[Begin Extracted information]

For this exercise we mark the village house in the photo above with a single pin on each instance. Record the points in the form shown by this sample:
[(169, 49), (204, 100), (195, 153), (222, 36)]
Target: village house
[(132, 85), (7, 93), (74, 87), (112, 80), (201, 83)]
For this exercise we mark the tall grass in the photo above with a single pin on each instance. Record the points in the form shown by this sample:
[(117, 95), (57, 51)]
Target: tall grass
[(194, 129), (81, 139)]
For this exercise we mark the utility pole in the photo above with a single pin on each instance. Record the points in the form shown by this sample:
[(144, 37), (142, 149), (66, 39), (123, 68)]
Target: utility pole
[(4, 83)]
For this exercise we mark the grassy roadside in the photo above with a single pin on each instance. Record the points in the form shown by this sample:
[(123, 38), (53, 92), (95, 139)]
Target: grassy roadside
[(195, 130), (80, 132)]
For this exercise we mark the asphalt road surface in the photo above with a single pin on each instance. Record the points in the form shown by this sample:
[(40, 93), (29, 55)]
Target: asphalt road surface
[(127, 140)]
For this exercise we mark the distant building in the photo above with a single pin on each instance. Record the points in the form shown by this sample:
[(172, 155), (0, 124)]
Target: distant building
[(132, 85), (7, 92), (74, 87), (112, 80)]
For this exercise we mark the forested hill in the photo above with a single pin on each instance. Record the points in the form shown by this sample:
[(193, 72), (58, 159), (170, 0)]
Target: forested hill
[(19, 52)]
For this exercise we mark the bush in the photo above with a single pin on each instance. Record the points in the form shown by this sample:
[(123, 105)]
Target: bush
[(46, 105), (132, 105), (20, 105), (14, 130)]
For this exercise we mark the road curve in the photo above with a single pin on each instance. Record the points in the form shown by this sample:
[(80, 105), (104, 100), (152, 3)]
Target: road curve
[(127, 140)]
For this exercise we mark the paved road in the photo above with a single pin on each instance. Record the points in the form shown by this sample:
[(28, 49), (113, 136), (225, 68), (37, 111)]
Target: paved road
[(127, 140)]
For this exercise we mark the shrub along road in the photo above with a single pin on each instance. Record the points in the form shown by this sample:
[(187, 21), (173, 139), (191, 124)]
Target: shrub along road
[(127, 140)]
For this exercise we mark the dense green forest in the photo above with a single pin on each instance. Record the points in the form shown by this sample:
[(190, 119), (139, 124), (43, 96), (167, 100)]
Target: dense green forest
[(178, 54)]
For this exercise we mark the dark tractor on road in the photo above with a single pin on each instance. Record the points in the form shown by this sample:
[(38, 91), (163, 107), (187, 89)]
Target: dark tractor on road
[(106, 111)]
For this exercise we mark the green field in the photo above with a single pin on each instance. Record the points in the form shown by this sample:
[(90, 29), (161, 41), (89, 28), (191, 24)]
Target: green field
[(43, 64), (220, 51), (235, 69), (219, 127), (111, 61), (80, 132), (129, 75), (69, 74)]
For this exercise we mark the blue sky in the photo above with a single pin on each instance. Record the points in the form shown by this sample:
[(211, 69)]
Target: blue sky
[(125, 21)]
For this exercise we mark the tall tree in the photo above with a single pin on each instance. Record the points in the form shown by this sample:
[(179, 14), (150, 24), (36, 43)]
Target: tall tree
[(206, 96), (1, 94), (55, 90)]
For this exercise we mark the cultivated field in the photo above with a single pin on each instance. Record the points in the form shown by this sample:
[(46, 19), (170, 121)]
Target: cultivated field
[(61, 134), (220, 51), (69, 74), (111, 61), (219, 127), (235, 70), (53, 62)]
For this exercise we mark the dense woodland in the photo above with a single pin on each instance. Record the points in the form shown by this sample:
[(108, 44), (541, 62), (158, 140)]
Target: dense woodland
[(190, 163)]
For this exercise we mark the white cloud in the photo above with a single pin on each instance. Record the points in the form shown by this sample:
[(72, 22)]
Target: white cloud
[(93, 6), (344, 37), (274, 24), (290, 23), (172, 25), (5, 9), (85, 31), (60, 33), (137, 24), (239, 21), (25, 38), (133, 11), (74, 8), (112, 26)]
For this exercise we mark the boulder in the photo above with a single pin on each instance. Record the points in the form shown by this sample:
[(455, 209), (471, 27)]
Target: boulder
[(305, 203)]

[End Extracted information]

Instruction:
Rewrite the lines between the ones holding "For this exercise we mark the dense green" and "[(178, 54)]", inclusive, requests and all. Scale every coordinate in the answers by 2, rounding to whole numbers with halves going up, and leave the requests and their sample points unchanged.

Solution to this task:
For this exercise we mark the dense green forest in the photo above with a single pin on each instance. Record the points in the form shown by this sample:
[(190, 119), (139, 124), (43, 96), (167, 100)]
Target: dense green forest
[(356, 108)]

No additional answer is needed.